++++ Lesetext ++++
Gentherapie vor der Zulassung
Es sieht nach Meilenstein aus: Die Europäische Gesundheitsbehörde (EMA) empfiehlt erstmals die Zulassung einer Gentherapie. Für gewöhnlich folgt die Europäische Kommission dem Vorschlag der EMA. Markus Hengstschläger, führender Genetiker Österreichs, verdeutlicht: "Das führt zur ersten Gentherapie-Zulassung für die Routine. Eine echte Sensation mit enormer weltweiter Signalwirkung." Es wäre die erste Zulassung in der westlichen Welt nach 20 Jahren Diskussion über die Gentherapie. Bisher wurde sie nur in Asien erlaubt und gilt unter Experten weltweit als höchst umstritten.
Die Idee dahinter ist, bei Patienten ein defektes Gen durch ein funktionierendes zu ersetzen. So soll der Körper eine Krankheit, die durch eine Genmutation vererbt wurde, selbst heilen können. Neben dieser somatischen Gentherapie (also nur im Körper des Patienten wirkenden) gibt es die Keimbahn-Therapie, die das Erbgut (DNS) dauerhaft verändert, also auch für Nachkommen. Hengstschläger: "Gegen die gibt es aber einen breiten Konsens, weil die Auswirkungen nicht absehbar sind."
++++ Bereitgestellte Datensätze ++++
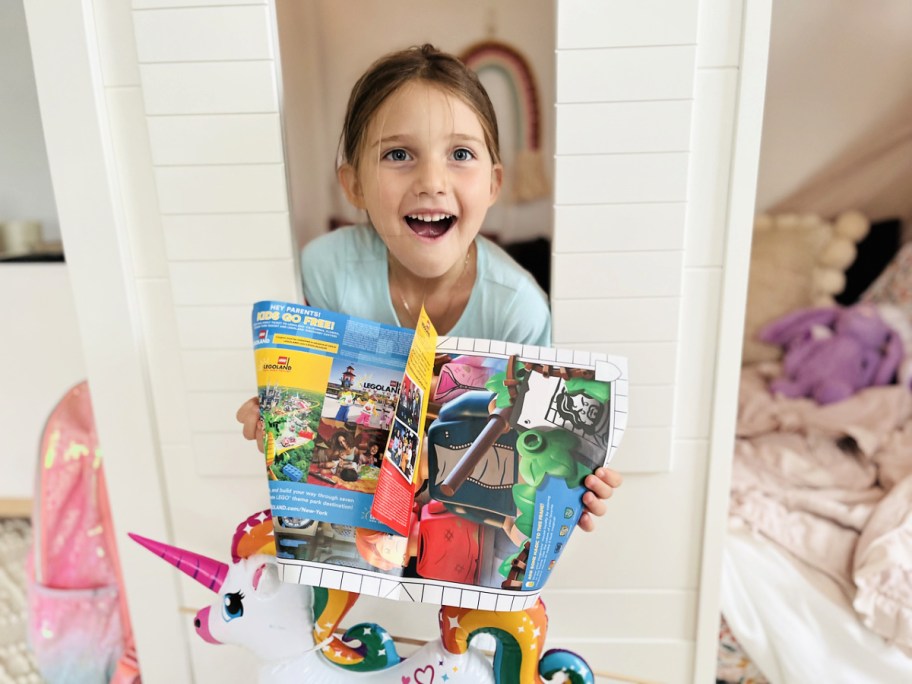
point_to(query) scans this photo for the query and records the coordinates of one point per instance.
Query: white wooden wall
(163, 129)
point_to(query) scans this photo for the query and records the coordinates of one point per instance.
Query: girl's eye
(463, 154)
(397, 155)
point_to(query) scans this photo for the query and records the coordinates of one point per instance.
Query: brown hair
(425, 63)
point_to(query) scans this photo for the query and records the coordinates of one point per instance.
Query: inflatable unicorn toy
(292, 628)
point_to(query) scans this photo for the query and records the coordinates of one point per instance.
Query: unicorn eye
(232, 606)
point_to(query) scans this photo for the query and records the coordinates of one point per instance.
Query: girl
(420, 155)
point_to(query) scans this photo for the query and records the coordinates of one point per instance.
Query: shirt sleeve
(529, 319)
(319, 285)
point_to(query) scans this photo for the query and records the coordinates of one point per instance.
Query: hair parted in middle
(421, 63)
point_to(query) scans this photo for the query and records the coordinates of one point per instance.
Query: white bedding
(797, 631)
++++
Aufgabenübersicht
**1)** Geben Sie aus dem Text über die Gentherapie den Abschnitt von „Gentherapie vor der“ bis einschließlich „als höchst umstritten.“ wortgetreu wieder.
**2)** Setzen Sie den Text über die Gentherapie nach seinem letzten Satz fort.

Lösungen je Aufgabe
**1)**
Gentherapie vor der Zulassung
Es sieht nach Meilenstein aus: Die Europäische Gesundheitsbehörde (EMA) empfiehlt erstmals die Zulassung einer Gentherapie. Für gewöhnlich folgt die Europäische Kommission dem Vorschlag der EMA. Markus Hengstschläger, führender Genetiker Österreichs, verdeutlicht: "Das führt zur ersten Gentherapie-Zulassung für die Routine. Eine echte Sensation mit enormer weltweiter Signalwirkung." Es wäre die erste Zulassung in der westlichen Welt nach 20 Jahren Diskussion über die Gentherapie. Bisher wurde sie nur in Asien erlaubt und gilt unter Experten weltweit als höchst umstritten.

**2)**
Stoffwechsel
Im konkreten Fall empfiehlt die EMA eine Therapie gegen "Lipoproteinlipase Defizienz". Diese Erbkrankheit kommt unter ein bis zwei Millionen Menschen nur einmal vor, in Europa und den USA sind nur ein paar Hundert Menschen betroffen. "Es muss von den 22.500 Genen ein bestimmtes – das Gen LPL auf dem Chromosom 8 – sowohl vom Vater als auch von der Mutter defekt vererbt worden sein." Dadurch kann der Körper ein Enzym nicht bilden, das für den Abbau von Fetten zuständig ist. Die Folgen sind hohe Fettablagerung im Blut und teils lebensbedrohliche Entzündungen der Bauchspeicheldrüse. Einzige Entlastung: eine strenge Low-Fat-Diät.
Laut EMA sollen nur Patienten "with greatest need", bei denen diese Diät nicht anschlägt, die Gentherapie Glybera erhalten. Hengstschläger: "Ein Adenovirus bringt dabei das intakte LPL-Gen mit. Das Virus infiziert Zellen." So kann der Körper das fehlende Enzym selbst produzieren.
Das niederländische Unternehmen UniQure, Hersteller von Glybera, lobt bei der Therapie den "Langzeiteffekt nach einer einzigen Injektion". Die tatsächliche Wirkung ist derzeit nur an 27 Patienten getestet, außerhalb der strengen Standards klinischer Studien.
Hengstschläger glaubt an die Wirkung: "Die Daten von Glybera sehen so aus, als ob das einige Jahre hält. Das sind die Kernfragen bei Gentherapie: Wie lange hält das gesunde Gen im Körper, welche Effizienz hat es also. Im konkreten Fall ist das einfach zu prüfen, indem man die Enzymaktivität misst." Für den Genetiker sind solche "monogenen Stoffwechselerkrankungen genau das Gebiet, wo Menschen von uns Genetikern Lösungen erwarten. Hier ist ein genetischer Fehler, also sollen wir ihn reparieren."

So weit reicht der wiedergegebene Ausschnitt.